● **What you need to do**: In the entries below, find the line with "form | each point like <point>572,242</point>" and the line with "form | each point like <point>1011,750</point>"; give again those lines and every line between them, exactly.

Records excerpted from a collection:
══════════

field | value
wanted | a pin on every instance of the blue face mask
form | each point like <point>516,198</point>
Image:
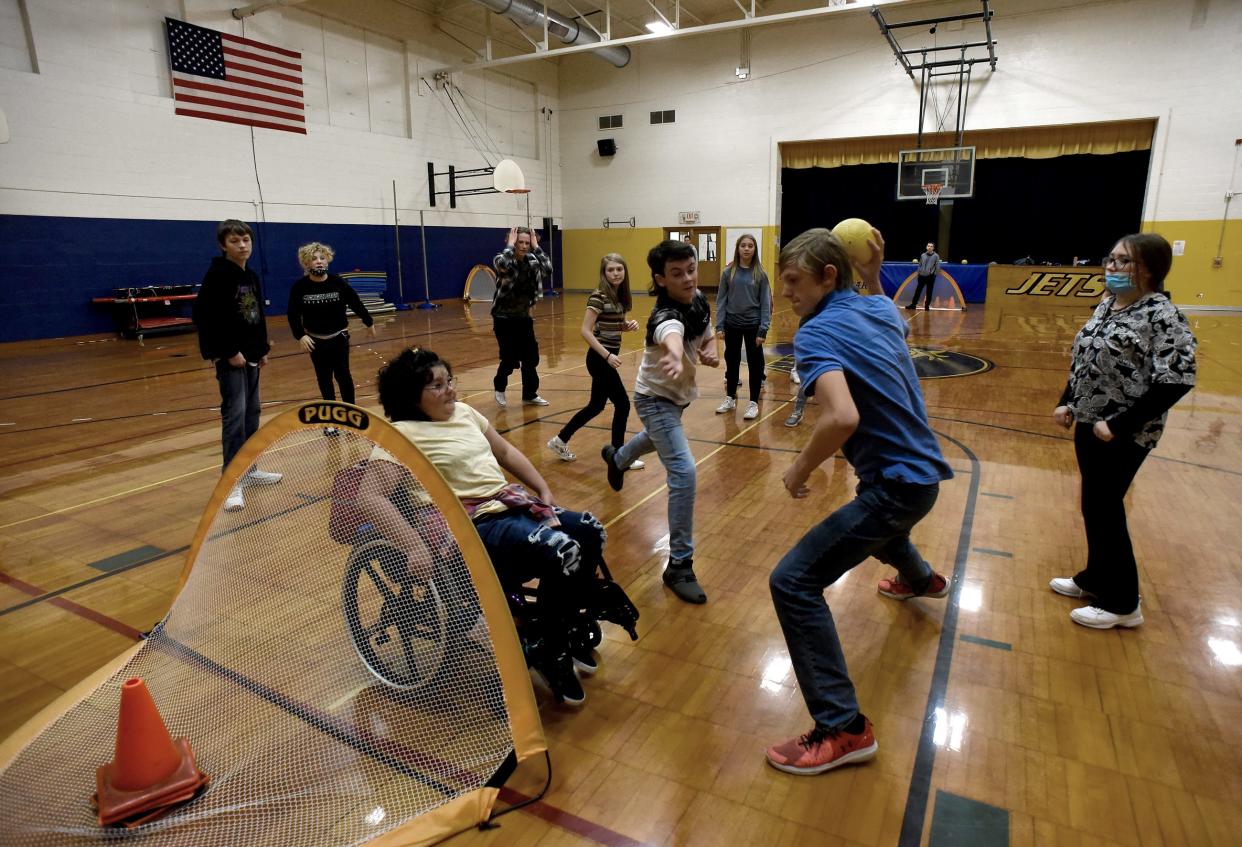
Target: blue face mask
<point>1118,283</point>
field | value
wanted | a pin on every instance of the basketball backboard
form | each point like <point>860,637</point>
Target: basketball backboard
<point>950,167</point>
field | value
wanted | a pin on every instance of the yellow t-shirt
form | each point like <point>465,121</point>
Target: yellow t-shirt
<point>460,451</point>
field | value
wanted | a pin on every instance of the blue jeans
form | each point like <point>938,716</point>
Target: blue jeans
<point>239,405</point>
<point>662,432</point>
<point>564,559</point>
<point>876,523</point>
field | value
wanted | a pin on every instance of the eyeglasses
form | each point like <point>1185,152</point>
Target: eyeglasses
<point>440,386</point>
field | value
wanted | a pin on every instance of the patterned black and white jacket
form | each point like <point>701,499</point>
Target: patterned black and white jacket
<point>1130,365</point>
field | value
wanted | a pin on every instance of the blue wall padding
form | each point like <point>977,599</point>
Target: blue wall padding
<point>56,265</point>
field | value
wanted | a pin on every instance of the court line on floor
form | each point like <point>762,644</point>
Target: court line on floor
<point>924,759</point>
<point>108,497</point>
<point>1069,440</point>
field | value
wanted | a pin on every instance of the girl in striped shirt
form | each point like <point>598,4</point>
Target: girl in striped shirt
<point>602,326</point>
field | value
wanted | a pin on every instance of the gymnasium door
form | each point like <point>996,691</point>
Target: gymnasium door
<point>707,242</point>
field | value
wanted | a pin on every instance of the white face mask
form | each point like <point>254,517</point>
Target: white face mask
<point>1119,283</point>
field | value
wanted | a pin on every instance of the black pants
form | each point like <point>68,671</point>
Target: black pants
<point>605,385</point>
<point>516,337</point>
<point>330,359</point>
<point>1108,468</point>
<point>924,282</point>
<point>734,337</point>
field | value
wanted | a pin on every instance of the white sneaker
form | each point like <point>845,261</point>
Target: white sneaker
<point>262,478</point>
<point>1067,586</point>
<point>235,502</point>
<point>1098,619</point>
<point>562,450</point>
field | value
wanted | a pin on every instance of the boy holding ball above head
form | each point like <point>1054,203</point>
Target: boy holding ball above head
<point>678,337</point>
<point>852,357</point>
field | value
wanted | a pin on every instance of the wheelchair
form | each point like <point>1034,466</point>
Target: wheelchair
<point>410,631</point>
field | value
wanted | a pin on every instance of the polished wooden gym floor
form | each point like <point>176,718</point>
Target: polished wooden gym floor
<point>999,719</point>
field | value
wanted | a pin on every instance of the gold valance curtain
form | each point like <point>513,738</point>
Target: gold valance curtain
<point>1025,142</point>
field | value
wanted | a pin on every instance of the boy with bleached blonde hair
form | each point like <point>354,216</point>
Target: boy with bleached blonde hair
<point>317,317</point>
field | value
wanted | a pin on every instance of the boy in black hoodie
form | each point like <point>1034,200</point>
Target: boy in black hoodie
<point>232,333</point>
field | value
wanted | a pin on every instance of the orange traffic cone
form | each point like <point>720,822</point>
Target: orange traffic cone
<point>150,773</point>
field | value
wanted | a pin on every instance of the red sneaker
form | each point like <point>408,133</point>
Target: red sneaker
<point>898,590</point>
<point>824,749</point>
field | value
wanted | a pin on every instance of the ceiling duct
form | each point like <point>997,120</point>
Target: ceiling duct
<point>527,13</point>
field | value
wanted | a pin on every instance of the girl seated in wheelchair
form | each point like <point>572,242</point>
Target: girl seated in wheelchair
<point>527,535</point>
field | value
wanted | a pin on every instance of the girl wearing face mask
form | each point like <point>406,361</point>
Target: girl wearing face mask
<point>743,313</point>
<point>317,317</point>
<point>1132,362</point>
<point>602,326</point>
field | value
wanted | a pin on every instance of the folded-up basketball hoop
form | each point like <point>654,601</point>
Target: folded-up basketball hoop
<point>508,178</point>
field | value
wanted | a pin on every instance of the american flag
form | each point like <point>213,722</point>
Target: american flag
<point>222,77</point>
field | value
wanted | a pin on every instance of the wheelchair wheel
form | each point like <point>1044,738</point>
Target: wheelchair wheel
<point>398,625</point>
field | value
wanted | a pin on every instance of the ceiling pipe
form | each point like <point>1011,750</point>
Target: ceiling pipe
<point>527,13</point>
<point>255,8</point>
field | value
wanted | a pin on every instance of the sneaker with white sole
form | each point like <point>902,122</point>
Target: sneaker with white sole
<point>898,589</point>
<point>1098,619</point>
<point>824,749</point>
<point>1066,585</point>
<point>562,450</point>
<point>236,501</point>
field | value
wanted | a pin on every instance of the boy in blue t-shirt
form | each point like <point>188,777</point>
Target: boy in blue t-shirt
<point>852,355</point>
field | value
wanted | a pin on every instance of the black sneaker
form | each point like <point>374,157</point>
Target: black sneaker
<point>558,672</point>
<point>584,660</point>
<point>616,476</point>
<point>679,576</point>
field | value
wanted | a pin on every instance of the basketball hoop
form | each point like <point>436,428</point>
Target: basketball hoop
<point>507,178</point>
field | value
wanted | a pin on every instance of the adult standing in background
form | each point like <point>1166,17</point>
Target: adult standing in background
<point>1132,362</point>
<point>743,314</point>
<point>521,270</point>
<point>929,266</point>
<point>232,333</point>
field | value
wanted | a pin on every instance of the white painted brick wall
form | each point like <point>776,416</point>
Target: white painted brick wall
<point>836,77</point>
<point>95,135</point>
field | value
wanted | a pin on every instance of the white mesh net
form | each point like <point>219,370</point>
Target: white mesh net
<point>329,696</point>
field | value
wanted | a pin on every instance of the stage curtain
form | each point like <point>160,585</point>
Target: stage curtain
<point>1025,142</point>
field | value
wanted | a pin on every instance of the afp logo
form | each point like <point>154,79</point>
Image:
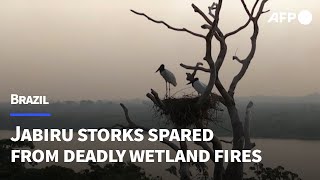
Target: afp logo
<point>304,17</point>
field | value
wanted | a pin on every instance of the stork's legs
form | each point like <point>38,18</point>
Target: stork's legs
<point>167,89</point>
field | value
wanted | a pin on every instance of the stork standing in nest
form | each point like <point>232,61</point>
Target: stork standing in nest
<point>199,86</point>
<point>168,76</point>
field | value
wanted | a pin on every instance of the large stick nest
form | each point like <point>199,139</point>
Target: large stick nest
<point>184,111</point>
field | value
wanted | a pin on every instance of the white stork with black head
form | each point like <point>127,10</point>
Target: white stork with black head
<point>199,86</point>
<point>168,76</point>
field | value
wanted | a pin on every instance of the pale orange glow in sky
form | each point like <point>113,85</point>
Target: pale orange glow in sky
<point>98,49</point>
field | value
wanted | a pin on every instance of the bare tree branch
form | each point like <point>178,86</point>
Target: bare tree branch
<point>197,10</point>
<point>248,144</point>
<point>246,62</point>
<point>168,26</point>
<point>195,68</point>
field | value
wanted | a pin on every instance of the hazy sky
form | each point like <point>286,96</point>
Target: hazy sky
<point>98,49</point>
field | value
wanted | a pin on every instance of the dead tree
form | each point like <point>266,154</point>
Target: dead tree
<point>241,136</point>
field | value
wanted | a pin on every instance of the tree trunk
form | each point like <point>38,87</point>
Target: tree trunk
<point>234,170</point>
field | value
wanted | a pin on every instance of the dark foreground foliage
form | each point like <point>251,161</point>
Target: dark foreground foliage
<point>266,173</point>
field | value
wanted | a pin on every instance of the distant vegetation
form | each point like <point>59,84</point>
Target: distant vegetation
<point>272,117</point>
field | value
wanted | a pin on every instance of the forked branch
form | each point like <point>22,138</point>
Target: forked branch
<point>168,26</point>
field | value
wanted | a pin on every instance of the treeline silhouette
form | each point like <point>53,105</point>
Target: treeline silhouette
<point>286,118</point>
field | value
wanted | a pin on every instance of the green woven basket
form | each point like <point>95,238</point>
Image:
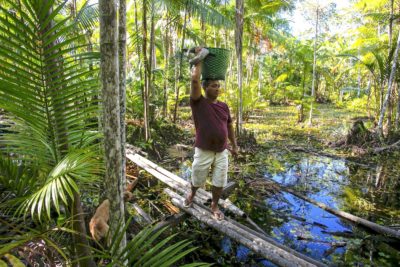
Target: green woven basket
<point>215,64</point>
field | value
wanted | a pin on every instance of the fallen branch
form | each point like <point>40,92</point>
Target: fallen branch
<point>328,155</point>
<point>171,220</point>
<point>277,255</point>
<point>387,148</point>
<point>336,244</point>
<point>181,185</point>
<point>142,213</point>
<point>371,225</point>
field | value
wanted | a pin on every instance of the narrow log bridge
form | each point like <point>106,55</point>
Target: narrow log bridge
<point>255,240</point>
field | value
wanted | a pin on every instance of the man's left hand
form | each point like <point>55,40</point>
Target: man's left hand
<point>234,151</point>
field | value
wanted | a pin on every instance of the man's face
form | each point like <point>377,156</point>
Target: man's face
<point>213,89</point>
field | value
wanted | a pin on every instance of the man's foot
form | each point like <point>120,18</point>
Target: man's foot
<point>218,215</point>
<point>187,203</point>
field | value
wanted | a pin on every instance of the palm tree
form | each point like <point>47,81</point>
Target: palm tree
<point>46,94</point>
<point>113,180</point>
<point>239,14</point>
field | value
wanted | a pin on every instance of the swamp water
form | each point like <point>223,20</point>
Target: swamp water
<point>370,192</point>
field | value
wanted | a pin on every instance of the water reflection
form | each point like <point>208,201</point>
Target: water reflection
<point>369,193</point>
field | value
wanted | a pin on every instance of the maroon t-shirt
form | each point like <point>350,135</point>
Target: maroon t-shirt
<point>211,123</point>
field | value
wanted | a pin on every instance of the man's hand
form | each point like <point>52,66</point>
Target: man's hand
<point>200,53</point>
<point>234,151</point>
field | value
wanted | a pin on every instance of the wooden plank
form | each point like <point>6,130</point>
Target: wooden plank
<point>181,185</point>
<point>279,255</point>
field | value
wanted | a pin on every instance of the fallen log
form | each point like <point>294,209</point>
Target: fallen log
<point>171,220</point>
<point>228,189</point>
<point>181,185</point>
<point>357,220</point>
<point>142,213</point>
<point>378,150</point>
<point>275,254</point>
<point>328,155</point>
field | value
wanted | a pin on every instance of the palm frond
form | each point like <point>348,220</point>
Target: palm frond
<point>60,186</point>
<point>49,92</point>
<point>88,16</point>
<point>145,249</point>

══════════

● **Result**:
form | each point like <point>572,242</point>
Target: girl seated in wheelchair
<point>527,535</point>
field | value
wanted | a pin on every instance of the girl wearing face mask
form | each point like <point>406,361</point>
Target: girl wearing face mask
<point>743,313</point>
<point>317,317</point>
<point>1132,362</point>
<point>602,326</point>
field | value
wanted | a pin on every instance of the folded-up basketball hoop
form | each point like <point>654,601</point>
Target: folded-up basketball hoop
<point>508,178</point>
field | value
wanted | a pin on every instance of the american flag
form | each point like <point>213,722</point>
Target: american flag
<point>222,77</point>
field | value
wanted | a pin on every instance of the wheelchair wheel
form | each point like <point>1044,738</point>
Target: wheelchair wheel
<point>398,625</point>
field | value
wanted | a pin on every instance of the ceiling pipe
form | each point like <point>1011,750</point>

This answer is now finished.